─── Passage shown

Forward-looking: The Frontier supercomputing system will be built at Oak Ridge National Laboratory (ORNL) and will be more than 5 times faster than the current world's fastest computer. In a joint effort between AMD, Cray, the Department of Energy, and ORNL, the supercomputing world will be getting a new top dog. The system, called Frontier, is targeting over 1.5 exaflops of computing performance. That's 1.5 quintillion, or 1.5 billion-billion, floating point operations every second.

The exact specs for Frontier haven't been released yet, but it will be built using AMD EPYC CPUs, Radeon Instinct GPUs, and Cray Slingshot interconnects. Each node in the system will have one CPU and four GPUs. The supercomputer will be used for many applications in scientific fields including sub-atomic structures, weather, genomics, fusion, and more.

Frontier will cover the size of over 2 basketball courts and will have more performance than the top 160 current fastest supercomputers combined.

The world's current fastest supercomputer, Summit, is also a joint venture between ORNL and the Department of Energy. Summit is comprised of about 2.4 million cores and 2.8PB of memory and has a peak performance of 200 PetaFLOPS.

While traditional supercomputers have employed a large number of relatively low power nodes, Frontier will use fewer nodes but they will be much higher performance. This is designed to reduce the strain on the interconnect network and to make simulations easier to deploy on the supercomputer.

We haven't received any power consumption details, but the system is expected to be operational sometime in 2021 in the 9-figure price range. While this much compute may seem unfathomable, new advances in science will surely be able to make use of it. Each new generation of supercomputer is a chance to one-up the previous fastest computer. At least until the next supercomputer dethrones this one.

──────
─── Dataset

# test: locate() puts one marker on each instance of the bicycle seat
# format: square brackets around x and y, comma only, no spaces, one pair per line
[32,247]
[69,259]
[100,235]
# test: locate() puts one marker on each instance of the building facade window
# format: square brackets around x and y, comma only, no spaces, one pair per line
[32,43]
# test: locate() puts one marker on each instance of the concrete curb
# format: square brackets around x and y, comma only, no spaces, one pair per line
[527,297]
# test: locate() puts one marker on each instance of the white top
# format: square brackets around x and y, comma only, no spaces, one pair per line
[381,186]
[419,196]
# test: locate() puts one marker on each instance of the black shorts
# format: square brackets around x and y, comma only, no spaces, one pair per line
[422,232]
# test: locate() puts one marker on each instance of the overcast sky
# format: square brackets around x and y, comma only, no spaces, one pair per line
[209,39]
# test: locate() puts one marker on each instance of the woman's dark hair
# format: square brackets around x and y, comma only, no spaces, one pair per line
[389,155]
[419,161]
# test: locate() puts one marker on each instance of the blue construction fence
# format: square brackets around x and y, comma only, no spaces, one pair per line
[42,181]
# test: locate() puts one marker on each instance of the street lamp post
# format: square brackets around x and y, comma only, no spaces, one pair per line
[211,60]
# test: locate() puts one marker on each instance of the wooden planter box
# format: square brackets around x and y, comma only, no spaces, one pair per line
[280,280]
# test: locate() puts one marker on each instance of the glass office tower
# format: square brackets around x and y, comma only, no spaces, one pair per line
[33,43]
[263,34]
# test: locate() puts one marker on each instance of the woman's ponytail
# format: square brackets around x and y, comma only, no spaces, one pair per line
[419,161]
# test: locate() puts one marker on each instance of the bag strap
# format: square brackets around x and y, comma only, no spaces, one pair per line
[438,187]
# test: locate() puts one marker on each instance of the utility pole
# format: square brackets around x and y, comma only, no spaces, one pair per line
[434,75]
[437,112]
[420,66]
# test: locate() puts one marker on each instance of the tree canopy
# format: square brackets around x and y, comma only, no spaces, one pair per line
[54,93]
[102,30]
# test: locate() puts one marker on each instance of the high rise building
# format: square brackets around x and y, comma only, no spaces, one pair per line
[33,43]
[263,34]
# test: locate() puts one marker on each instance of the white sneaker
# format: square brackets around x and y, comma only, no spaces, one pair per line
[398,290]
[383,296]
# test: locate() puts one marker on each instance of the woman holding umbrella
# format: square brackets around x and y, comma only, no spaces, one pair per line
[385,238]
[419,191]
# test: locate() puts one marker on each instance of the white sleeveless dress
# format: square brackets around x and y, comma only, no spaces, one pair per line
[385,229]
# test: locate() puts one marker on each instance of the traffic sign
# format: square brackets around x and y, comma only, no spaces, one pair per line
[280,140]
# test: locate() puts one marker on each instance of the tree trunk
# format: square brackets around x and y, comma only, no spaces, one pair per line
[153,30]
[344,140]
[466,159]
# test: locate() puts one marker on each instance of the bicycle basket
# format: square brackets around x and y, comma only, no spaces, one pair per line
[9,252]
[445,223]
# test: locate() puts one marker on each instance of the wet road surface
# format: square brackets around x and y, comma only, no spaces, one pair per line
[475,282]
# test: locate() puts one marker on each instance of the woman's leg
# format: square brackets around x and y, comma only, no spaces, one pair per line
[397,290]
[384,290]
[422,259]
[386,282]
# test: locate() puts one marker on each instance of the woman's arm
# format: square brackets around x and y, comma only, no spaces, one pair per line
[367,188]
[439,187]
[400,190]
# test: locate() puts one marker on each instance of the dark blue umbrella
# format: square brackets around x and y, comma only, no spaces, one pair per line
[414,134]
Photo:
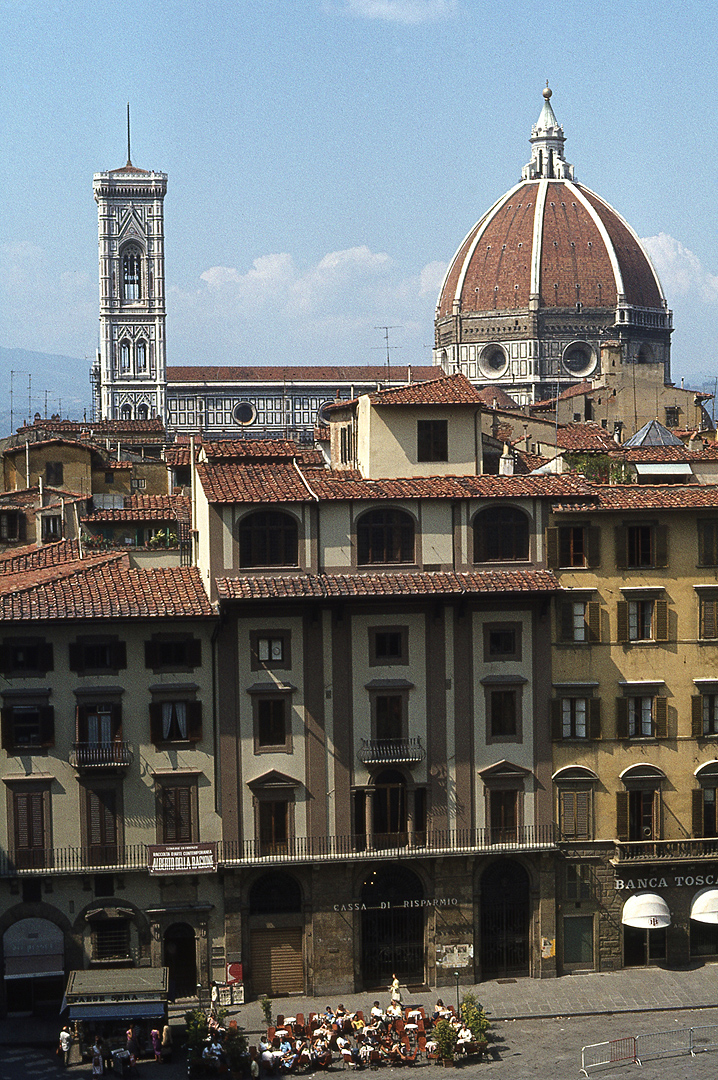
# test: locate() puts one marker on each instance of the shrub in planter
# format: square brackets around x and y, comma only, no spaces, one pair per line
[445,1036]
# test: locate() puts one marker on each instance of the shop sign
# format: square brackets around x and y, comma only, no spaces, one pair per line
[181,858]
[359,905]
[674,880]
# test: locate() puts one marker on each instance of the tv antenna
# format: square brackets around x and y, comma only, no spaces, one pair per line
[388,348]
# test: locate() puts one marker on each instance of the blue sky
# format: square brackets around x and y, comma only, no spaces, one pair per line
[325,159]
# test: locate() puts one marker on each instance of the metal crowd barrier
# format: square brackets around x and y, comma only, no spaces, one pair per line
[641,1048]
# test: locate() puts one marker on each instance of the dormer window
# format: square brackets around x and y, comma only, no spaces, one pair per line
[131,265]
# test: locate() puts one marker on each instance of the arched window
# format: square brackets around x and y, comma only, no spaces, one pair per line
[268,538]
[384,536]
[131,272]
[501,535]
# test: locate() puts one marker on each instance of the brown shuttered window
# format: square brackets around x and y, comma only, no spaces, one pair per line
[177,814]
[708,619]
[696,812]
[574,814]
[622,815]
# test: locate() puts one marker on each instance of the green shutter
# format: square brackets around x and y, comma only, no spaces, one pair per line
[661,612]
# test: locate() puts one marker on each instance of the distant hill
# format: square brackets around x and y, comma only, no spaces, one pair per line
[65,379]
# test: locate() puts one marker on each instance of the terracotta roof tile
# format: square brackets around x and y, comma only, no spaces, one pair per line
[106,588]
[327,585]
[649,497]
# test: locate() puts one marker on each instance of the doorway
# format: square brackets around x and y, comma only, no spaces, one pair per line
[504,922]
[180,958]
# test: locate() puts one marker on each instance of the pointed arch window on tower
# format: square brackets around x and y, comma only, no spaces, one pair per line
[131,272]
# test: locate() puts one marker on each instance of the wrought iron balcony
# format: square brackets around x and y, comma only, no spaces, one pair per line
[658,851]
[100,755]
[391,752]
[299,849]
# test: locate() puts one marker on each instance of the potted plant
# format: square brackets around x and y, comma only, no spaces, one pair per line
[445,1036]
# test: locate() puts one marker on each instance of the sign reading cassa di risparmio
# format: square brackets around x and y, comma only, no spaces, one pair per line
[181,858]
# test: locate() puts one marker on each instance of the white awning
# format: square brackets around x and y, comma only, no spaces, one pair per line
[663,469]
[704,907]
[646,910]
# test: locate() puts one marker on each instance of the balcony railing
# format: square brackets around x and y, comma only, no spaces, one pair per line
[302,849]
[652,851]
[100,755]
[391,752]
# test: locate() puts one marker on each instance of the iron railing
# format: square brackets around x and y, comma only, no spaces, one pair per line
[301,849]
[391,752]
[651,851]
[100,755]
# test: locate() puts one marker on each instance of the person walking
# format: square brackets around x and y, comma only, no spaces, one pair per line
[65,1043]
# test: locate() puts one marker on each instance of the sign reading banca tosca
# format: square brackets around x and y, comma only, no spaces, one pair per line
[181,858]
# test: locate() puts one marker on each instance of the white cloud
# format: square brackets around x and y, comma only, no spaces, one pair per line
[408,12]
[680,270]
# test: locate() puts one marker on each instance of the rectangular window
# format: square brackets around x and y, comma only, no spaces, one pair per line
[708,541]
[579,621]
[641,716]
[270,649]
[503,709]
[97,655]
[271,723]
[54,473]
[29,827]
[177,817]
[503,815]
[502,640]
[389,645]
[432,441]
[389,717]
[110,940]
[173,653]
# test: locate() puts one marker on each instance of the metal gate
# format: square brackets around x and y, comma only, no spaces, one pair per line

──────

What is expected »
Translate this sentence from the article on the Frontier supercomputer into Spanish: "Each node in the system will have one CPU and four GPUs."

Written answer »
Cada nodo del sistema tendrá una CPU y cuatro GPU.